## RECORDS SUPPLIED
------------------------

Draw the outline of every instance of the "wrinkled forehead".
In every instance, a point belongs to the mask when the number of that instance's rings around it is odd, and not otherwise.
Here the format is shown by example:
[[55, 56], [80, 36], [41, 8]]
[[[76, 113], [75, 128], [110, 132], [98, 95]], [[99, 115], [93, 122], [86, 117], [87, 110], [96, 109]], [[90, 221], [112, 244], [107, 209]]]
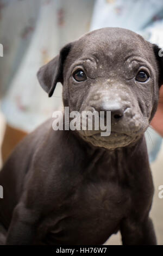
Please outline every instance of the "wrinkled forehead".
[[128, 31], [96, 31], [76, 41], [70, 52], [71, 59], [95, 57], [99, 61], [124, 62], [128, 58], [139, 57], [149, 60], [148, 43], [138, 34]]

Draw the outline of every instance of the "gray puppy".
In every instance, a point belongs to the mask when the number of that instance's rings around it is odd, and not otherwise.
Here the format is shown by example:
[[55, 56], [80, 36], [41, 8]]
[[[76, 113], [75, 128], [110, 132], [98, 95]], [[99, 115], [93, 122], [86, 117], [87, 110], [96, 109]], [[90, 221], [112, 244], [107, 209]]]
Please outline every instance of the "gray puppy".
[[40, 69], [49, 96], [62, 83], [70, 111], [111, 111], [111, 132], [54, 131], [50, 119], [18, 144], [0, 173], [6, 244], [99, 245], [119, 230], [124, 245], [156, 244], [143, 134], [163, 83], [159, 51], [133, 32], [106, 28]]

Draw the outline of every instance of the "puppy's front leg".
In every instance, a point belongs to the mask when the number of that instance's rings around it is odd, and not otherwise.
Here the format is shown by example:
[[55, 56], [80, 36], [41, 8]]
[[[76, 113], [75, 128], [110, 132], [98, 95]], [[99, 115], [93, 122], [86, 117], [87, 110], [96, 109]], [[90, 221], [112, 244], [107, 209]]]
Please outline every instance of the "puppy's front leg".
[[121, 233], [123, 245], [156, 245], [153, 223], [149, 217], [141, 222], [127, 219], [123, 221]]
[[15, 207], [7, 238], [7, 245], [32, 245], [37, 215], [23, 203]]

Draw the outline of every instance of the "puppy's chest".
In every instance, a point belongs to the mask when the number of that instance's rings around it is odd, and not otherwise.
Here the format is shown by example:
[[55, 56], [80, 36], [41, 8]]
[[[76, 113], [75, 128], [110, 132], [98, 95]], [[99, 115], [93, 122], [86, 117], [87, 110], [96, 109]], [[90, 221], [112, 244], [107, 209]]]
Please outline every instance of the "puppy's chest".
[[69, 193], [46, 220], [46, 243], [104, 242], [117, 228], [129, 204], [126, 192], [108, 181], [85, 179]]

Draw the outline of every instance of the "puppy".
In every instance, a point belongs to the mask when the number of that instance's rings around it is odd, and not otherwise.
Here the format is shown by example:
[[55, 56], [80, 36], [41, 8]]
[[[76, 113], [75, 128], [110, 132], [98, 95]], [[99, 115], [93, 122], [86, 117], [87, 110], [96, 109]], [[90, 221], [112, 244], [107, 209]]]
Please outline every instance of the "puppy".
[[0, 173], [7, 245], [99, 245], [118, 230], [123, 245], [156, 244], [143, 135], [163, 83], [160, 51], [133, 32], [106, 28], [41, 68], [41, 86], [51, 96], [60, 82], [70, 111], [110, 111], [111, 134], [54, 131], [51, 119], [18, 145]]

------------------------

## PROMPT
Please rewrite the data from its start up to and including the line with "215], [23, 203]]", keeping every line but leaving out the pictures, and shift each coordinate in the answer outlines by adding -96 to it.

## EXPECTED OUTPUT
Draw the outline of every instance of the "wrinkled forehead".
In every instance, a point belongs to the mask when the number of that instance's rings around it is odd, and not otherwise.
Here the format is shown by example:
[[55, 56], [80, 36], [41, 8]]
[[[76, 113], [75, 128], [110, 132], [98, 95]], [[99, 115], [93, 122], [86, 117], [87, 110], [96, 109]], [[90, 221], [112, 244], [107, 209]]]
Please outline every instance of the "wrinkled forehead".
[[32, -65], [0, -65], [-20, -55], [-26, -44], [-25, -37], [-1, -39], [3, -35], [28, -34], [32, -38], [43, -39], [53, -36], [52, -53], [42, -62]]

Draw the outline of every instance of the "gray puppy".
In every instance, a point belongs to the mask when the number of that instance's rings around it is odd, and not otherwise.
Here the format is shown by example:
[[55, 56], [80, 36], [41, 8]]
[[[76, 113], [75, 128], [110, 132], [98, 95]], [[99, 115], [93, 122], [86, 117], [87, 110], [96, 109]], [[90, 221], [112, 244], [107, 209]]]
Please outline every instance of the "gray puppy".
[[-56, -27], [-47, 0], [-34, -13], [-26, 15], [15, 15], [15, 36], [-42, 35], [-46, 23], [-78, 48], [-96, 77], [-90, 148], [3, 149], [23, 134], [28, 149], [60, 148], [47, 38], [67, -13], [63, -45], [37, -64], [10, -68]]

Draw the outline of every instance of the "puppy's front leg".
In every instance, a point belongs to the mask when the number of that instance's rings around it is odd, and not otherwise.
Here the format is shown by example:
[[55, 56], [80, 36], [41, 8]]
[[[76, 113], [75, 128], [110, 132], [98, 95]], [[99, 115], [93, 122], [86, 117], [87, 110], [96, 109]], [[90, 221], [112, 244], [107, 209]]]
Please outline every instance of the "puppy's front leg".
[[25, 137], [27, 149], [60, 149], [57, 127], [53, 121], [45, 126], [31, 123], [27, 125]]
[[-81, 111], [-89, 142], [-89, 149], [-64, 149], [-59, 119], [-73, 107]]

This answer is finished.